- Your instructions
How many lines in the data below contain the string "lamp", with case counting? Reply with the number only.

[START Records for the exercise]

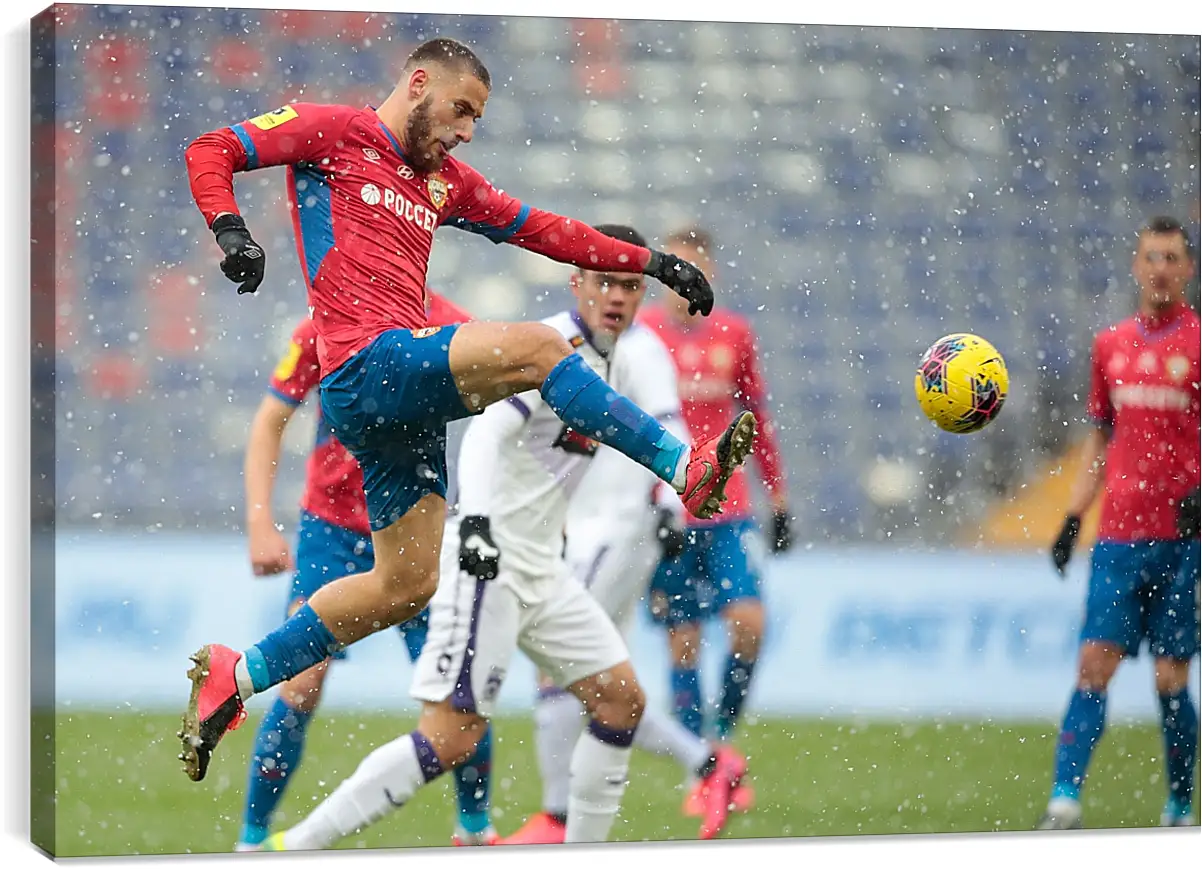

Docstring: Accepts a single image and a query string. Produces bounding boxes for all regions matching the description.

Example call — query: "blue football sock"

[END Records for the exercise]
[START Records for the exercise]

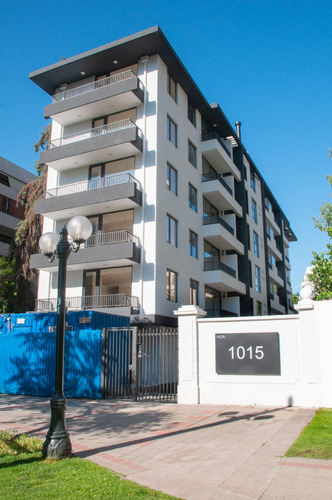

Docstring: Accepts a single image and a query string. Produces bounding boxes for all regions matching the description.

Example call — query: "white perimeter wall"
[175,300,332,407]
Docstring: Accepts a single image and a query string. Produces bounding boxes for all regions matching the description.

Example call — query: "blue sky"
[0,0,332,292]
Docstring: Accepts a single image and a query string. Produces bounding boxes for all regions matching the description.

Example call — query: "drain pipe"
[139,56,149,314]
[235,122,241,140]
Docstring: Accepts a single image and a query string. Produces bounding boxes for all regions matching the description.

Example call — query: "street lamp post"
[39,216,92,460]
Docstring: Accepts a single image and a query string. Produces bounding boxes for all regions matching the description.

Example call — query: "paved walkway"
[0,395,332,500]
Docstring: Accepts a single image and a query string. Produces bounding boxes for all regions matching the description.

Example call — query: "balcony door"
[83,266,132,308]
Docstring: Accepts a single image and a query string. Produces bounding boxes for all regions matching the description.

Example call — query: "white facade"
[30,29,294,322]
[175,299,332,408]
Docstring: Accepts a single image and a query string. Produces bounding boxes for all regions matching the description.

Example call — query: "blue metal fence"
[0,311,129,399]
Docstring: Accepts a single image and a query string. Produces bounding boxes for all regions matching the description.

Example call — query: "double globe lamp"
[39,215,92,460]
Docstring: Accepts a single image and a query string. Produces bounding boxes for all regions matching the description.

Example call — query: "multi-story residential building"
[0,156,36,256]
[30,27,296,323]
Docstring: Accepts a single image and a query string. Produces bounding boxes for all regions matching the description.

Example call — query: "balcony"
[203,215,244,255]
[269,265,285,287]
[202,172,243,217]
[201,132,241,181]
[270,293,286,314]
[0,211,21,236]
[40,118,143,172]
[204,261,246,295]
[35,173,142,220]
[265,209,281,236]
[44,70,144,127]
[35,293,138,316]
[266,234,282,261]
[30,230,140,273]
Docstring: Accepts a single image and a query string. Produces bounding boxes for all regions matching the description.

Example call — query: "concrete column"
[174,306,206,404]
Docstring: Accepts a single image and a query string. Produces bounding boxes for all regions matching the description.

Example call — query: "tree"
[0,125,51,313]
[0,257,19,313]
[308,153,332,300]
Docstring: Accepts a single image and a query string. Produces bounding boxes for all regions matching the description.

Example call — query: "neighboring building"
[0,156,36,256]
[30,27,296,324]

[END Records for the exercise]

- Reply
2